### What you need to do:
The whole listing below should be retyped exactly, without any images.

(Information provided begins)

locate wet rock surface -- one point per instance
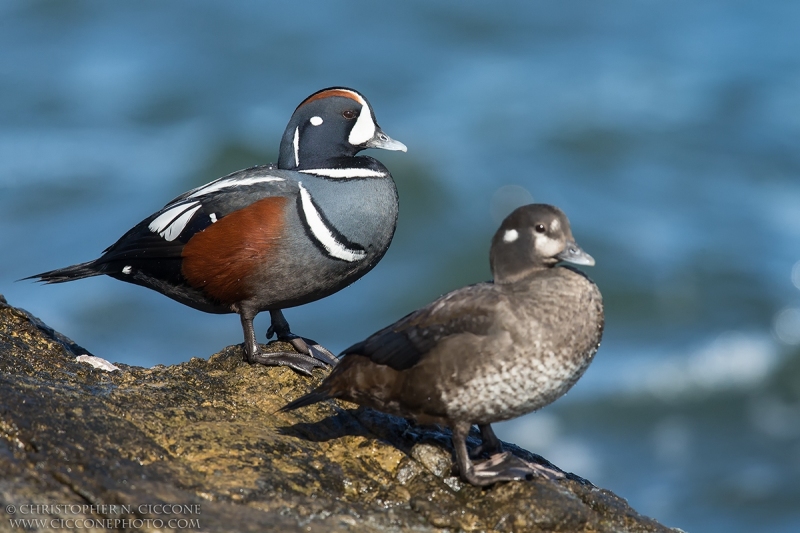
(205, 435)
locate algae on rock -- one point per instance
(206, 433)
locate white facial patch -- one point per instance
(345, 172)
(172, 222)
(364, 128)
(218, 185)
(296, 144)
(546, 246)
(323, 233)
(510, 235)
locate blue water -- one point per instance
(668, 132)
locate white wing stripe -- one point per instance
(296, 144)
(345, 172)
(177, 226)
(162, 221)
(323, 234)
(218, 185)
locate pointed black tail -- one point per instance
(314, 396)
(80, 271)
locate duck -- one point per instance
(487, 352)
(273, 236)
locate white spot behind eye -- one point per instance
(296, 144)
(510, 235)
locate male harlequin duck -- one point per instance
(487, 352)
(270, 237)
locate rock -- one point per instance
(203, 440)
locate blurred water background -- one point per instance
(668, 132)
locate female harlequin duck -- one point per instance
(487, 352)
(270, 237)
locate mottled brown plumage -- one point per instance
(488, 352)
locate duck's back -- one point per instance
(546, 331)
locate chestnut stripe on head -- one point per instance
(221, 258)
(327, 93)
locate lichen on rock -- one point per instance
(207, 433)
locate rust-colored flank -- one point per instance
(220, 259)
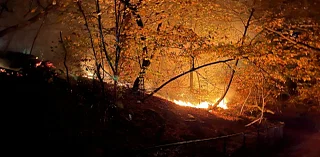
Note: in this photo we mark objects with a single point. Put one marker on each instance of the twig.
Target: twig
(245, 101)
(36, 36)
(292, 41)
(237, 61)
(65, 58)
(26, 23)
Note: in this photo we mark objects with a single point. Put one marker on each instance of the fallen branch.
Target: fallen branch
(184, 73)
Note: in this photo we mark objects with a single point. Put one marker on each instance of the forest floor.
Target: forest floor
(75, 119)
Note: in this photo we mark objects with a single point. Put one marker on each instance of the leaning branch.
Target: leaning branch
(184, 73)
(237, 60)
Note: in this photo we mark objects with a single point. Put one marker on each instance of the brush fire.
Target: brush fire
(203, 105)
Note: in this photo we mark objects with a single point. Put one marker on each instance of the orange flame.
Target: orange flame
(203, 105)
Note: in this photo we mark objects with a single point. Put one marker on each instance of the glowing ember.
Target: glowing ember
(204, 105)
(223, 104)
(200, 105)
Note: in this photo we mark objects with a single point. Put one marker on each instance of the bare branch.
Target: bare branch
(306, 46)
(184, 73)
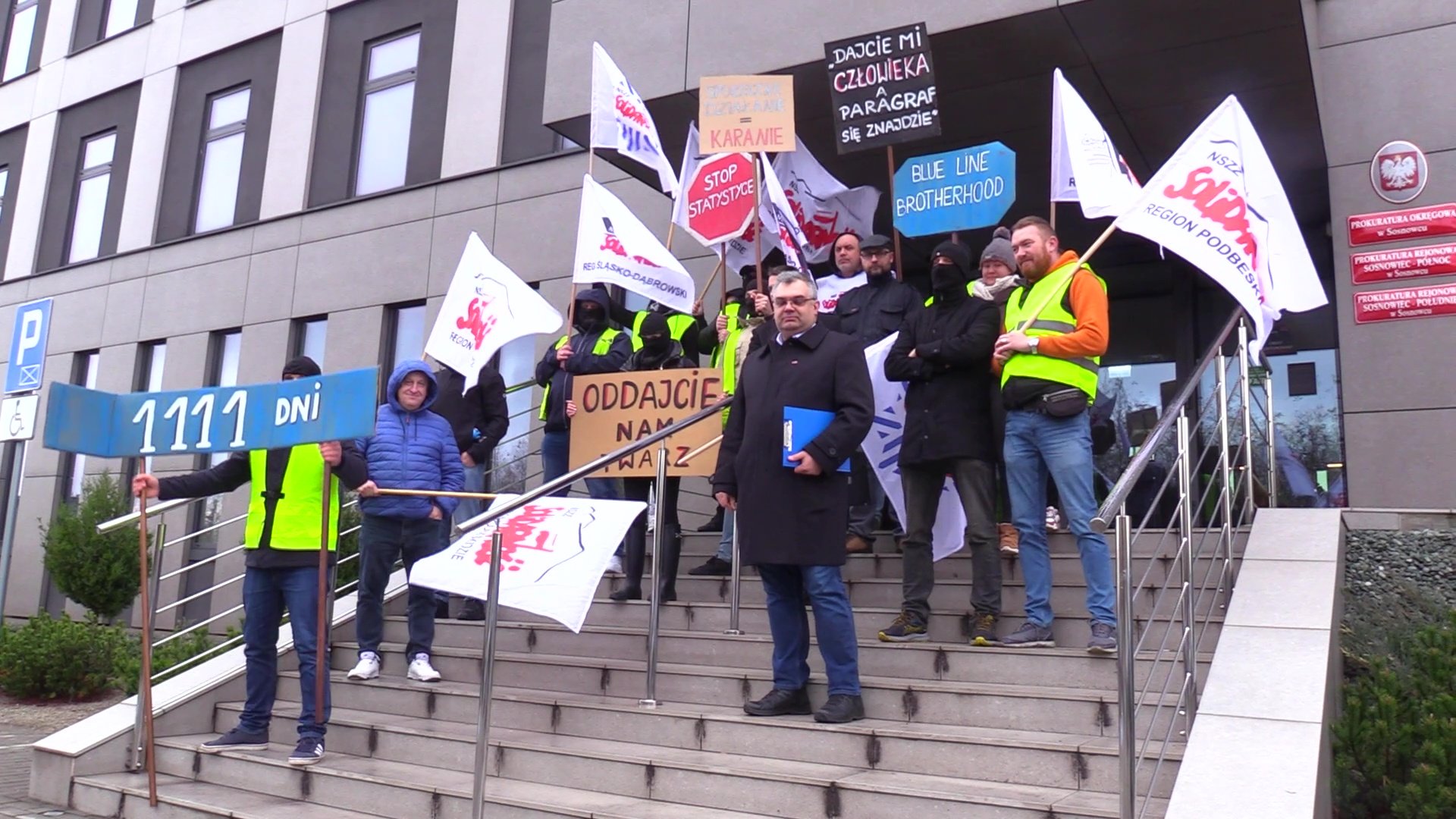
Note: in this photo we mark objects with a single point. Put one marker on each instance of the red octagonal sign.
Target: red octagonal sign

(Information provided ends)

### Response area:
locate wet rock surface -- one point per instance
(205, 435)
locate algae on rock -- one point per instance
(206, 433)
locate white facial patch -- one point per instance
(345, 172)
(172, 222)
(364, 128)
(218, 185)
(296, 144)
(546, 246)
(323, 233)
(510, 235)
locate blue water -- one point per instance
(668, 132)
locate white wing stripe -- one point per instance
(296, 144)
(345, 172)
(177, 226)
(162, 221)
(323, 234)
(218, 185)
locate pointed black tail -- one point per instance
(314, 396)
(80, 271)
locate duck -- one point per instance
(487, 352)
(273, 236)
locate white spot behind eye -- one point per instance
(296, 144)
(510, 235)
locate male harlequin duck -- one point per instance
(487, 352)
(270, 237)
locate rock -- one point per instance
(203, 440)
locate blurred water background -- one point per instance
(668, 132)
locate female harlequin duck -- one point per instance
(487, 352)
(270, 237)
locate mottled brown plumage -- one point per instance
(488, 352)
locate duck's back -- one point per instance
(546, 331)
locate chestnut stripe on head -- one point per instance
(221, 258)
(327, 93)
locate lichen on rock -- one point per instance
(207, 433)
locate rust-colored flank -- one point per instance
(220, 259)
Note: in this photo we mark objects with a single point. Put one marker on each instance of the twig.
Target: twig
(245, 101)
(36, 36)
(292, 41)
(237, 61)
(65, 58)
(26, 23)
Note: in this photo we mark objects with a single point. Put one marker on each instance of the fallen branch.
Target: fallen branch
(184, 73)
Note: in this photo we mark objects with a single point. Put one marker on each instance of the forest floor.
Target: forest floor
(75, 119)
Note: in this photo we mark objects with a single point. Put one marker on each instance of the leaning branch.
Target: leaning branch
(184, 73)
(237, 60)
Note: in this photo we mark objects with a single point. Put one marker on each instance of the brush fire.
Target: brush fire
(203, 105)
Note: in this photo we mark objects with a single point. Put one marker on each instance of the orange flame.
Target: orange flame
(203, 105)
Note: in this photo we mark objects with a single point. Put one marker on each instance of the glowing ember.
Target: glowing ember
(204, 105)
(223, 104)
(200, 105)
Note: in this photo we mark objects with a single point. Put one marker on each instance of the bare branch.
Target: bare branch
(306, 46)
(184, 73)
Note: in this photo we mark objects with a single point. Put one marker on each instance of the red octagonal sign.
Target: red octagonal sign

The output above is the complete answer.